**Document passage:**
The Cleveland Jewish News is owned by its parent company, the Cleveland Jewish Publication Company. The CJPC publishes:

- Cleveland Jewish News, a weekly newspaper.
- Columbus Jewish News, a biweekly newspaper.
- Akron Jewish News, a monthly newspaper.
- A website.
- Jstyle, a quarterly magazine covering fashion, food, lifestyles and more.
- Jstyle Weddings, an annual guide.
- The SOURCE: Annual Guide to Jewish Living in Northeast Ohio, a directory of organizations, agencies and businesses.
- Bar•Bat Mitzvah, a biannual magazine.
- Canvas, a bi-annual, digest-sized arts, music, galleries, performance and entertainment magazine.
- Balanced Family, a quarterly magazine covering parenting, aging and family life.

CJN publications have an average print distribution of 8,000 copies and reach more than 45,000 readers in Greater Cleveland. In addition to paid home delivery, the paper is available in libraries and institutions, and single copies are sold at more than 30 newsstands. In 2012, the CJN launched a digital edition of the paper, which is available on Thursday, a day earlier than the print subscription.

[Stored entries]
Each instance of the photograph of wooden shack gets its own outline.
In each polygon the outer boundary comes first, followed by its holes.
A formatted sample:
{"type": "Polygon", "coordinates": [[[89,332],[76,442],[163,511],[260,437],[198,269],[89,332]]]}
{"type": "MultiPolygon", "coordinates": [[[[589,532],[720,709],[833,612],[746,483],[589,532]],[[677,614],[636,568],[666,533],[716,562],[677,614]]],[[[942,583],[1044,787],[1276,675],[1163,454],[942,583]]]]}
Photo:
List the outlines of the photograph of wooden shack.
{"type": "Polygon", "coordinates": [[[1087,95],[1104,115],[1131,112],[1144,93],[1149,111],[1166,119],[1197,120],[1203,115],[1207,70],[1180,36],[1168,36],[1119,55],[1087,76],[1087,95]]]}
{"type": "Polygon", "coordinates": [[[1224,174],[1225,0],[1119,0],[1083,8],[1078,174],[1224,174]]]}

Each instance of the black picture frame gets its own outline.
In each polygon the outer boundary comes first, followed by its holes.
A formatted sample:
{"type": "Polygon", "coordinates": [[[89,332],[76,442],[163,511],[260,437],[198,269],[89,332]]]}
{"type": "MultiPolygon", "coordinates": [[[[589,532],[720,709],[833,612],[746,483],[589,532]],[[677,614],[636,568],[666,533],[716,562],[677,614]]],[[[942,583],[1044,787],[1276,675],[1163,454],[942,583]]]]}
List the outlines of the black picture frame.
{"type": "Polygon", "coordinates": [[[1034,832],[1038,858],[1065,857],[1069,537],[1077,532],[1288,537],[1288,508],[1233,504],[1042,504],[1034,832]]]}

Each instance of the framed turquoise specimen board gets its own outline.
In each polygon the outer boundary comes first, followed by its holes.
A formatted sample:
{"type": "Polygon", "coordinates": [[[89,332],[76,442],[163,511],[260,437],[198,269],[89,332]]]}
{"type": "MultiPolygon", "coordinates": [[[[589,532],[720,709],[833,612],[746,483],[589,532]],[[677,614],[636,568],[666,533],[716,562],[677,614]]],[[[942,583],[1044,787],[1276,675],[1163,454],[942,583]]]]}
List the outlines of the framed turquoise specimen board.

**What is needed:** Could you resume the passage about the Cleveland Jewish News and its publications, picking up right after its last sentence?

**Written response:**
In June 2010, the Cleveland Jewish News Foundation launched the CJN Archive: a searchable online database of the complete collection of the Cleveland Jewish News, which has been published weekly since 1964. Before its creation, past CJN editions were available only on more than 200,000 pages of newsprint in large, heavy, bound volumes or on microfilm reels, to which access is limited.

In 2008, the Cleveland Jewish Publication Co. launched LinQ2 Communications, a custom media division. Two of LinQ2's signature publications, Balanced Living and Museum and Galleries of Ohio and Beyond, are found on newsstands and at various locations throughout Ohio. In 2014 the company reverted to using Cleveland Jewish Publication Co. or CJPC as the name of the publishing group.